> [What you will do] Please pull out every line in the entries below that contains the string "green" and copy each one in full. Treat case as significant.

■ ■ ■

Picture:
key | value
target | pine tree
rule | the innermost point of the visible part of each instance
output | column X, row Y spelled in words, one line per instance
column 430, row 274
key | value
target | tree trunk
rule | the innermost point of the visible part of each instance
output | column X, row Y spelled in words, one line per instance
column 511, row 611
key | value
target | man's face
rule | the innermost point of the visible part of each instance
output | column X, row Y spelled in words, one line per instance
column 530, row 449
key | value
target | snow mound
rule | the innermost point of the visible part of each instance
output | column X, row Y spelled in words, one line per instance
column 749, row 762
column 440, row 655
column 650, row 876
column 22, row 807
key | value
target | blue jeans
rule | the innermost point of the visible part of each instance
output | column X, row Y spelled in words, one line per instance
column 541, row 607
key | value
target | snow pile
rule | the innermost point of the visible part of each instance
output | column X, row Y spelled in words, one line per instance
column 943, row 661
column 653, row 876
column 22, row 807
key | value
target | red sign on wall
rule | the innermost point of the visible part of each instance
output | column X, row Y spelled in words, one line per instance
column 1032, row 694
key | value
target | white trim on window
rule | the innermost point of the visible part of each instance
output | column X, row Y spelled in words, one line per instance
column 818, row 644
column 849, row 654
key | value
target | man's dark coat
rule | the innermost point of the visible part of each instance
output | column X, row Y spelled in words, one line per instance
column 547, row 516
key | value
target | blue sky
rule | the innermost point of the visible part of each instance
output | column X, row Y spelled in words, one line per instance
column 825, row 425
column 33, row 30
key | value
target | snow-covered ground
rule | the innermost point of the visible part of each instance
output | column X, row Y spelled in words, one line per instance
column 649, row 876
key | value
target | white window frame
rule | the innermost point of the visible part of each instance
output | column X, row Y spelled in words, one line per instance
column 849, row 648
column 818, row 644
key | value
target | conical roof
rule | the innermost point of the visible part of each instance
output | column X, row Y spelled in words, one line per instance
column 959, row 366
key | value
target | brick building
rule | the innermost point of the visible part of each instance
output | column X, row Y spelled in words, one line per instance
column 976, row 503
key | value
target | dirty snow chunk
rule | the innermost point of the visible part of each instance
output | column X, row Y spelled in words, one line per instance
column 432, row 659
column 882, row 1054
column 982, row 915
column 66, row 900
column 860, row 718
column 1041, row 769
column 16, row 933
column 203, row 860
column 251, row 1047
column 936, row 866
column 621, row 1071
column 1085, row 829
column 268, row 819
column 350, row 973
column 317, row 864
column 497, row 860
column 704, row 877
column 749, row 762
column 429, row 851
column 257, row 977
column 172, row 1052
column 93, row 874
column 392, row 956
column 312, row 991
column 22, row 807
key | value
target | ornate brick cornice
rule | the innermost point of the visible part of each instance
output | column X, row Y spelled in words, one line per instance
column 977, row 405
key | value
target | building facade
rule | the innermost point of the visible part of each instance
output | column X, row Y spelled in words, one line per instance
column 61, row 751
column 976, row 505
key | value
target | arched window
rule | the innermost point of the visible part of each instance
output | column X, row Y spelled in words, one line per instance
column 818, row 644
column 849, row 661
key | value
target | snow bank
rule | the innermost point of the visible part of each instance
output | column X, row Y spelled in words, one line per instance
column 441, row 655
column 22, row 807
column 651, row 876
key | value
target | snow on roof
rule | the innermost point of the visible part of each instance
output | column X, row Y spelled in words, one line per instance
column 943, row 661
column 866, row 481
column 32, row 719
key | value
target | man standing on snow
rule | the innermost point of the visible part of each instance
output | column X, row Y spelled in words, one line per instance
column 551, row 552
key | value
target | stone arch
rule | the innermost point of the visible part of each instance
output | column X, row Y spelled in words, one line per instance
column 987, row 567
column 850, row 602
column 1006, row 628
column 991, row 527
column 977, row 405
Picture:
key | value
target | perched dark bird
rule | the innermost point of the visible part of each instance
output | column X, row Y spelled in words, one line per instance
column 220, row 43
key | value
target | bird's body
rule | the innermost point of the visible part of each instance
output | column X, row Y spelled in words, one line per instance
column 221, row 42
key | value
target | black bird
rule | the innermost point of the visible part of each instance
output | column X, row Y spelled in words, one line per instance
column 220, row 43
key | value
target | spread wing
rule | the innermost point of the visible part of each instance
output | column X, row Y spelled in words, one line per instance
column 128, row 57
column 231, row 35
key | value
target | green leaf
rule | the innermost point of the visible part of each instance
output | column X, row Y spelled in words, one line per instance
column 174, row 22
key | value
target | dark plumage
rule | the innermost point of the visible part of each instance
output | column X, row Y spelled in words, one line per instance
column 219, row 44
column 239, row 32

■ ■ ■

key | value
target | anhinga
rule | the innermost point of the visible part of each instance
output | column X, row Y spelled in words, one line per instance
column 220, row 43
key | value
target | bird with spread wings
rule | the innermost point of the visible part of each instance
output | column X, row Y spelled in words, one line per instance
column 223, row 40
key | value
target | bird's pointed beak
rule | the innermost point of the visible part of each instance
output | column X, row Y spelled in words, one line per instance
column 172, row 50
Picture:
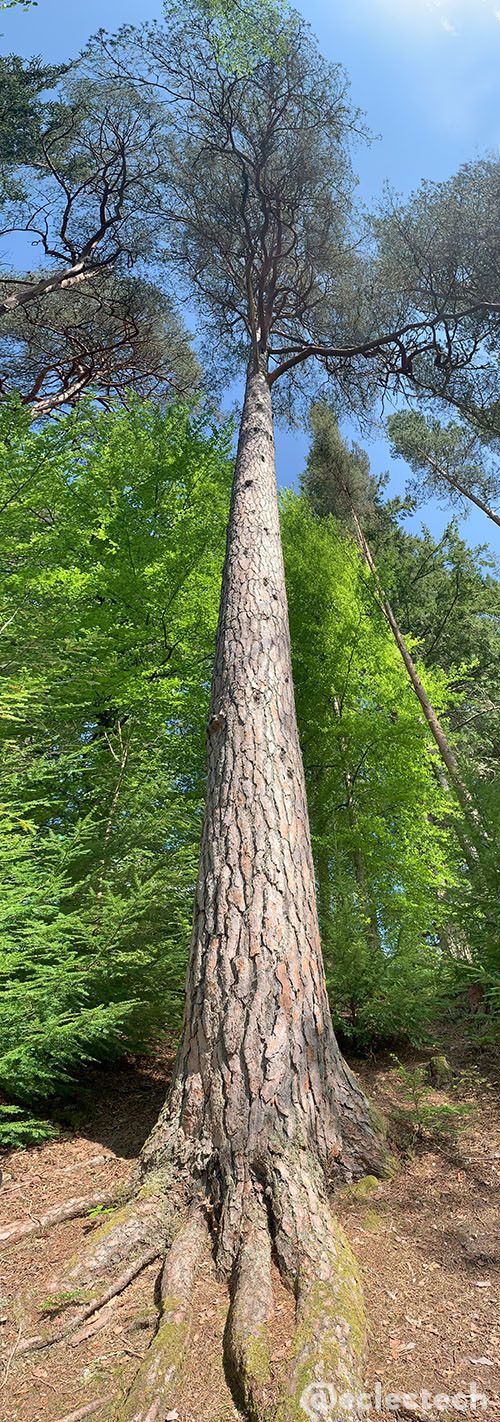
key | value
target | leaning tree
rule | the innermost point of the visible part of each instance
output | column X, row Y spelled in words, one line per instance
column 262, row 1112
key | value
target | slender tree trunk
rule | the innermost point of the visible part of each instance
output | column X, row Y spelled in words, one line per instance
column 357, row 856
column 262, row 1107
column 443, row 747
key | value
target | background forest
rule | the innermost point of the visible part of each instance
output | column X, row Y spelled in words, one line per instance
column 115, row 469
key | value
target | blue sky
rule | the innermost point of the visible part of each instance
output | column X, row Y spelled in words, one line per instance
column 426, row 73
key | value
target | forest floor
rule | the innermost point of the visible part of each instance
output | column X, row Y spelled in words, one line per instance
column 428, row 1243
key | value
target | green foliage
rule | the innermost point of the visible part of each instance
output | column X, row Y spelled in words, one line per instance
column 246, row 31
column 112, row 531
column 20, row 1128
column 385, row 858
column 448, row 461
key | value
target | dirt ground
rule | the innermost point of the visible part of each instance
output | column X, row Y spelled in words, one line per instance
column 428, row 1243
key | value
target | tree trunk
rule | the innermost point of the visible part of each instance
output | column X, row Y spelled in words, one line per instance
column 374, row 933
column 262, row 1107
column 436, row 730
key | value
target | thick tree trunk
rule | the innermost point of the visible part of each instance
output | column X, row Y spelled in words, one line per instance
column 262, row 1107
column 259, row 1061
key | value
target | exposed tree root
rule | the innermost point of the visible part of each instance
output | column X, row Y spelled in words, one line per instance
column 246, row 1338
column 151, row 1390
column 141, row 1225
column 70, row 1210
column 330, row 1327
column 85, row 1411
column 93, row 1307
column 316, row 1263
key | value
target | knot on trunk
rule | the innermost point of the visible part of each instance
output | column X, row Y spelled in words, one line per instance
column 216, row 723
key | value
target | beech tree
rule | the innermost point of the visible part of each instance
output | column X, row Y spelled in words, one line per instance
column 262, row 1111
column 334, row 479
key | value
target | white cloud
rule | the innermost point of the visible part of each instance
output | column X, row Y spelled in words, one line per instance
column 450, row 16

■ ■ ■

> [Final result]
target | green leaf
target | green foliage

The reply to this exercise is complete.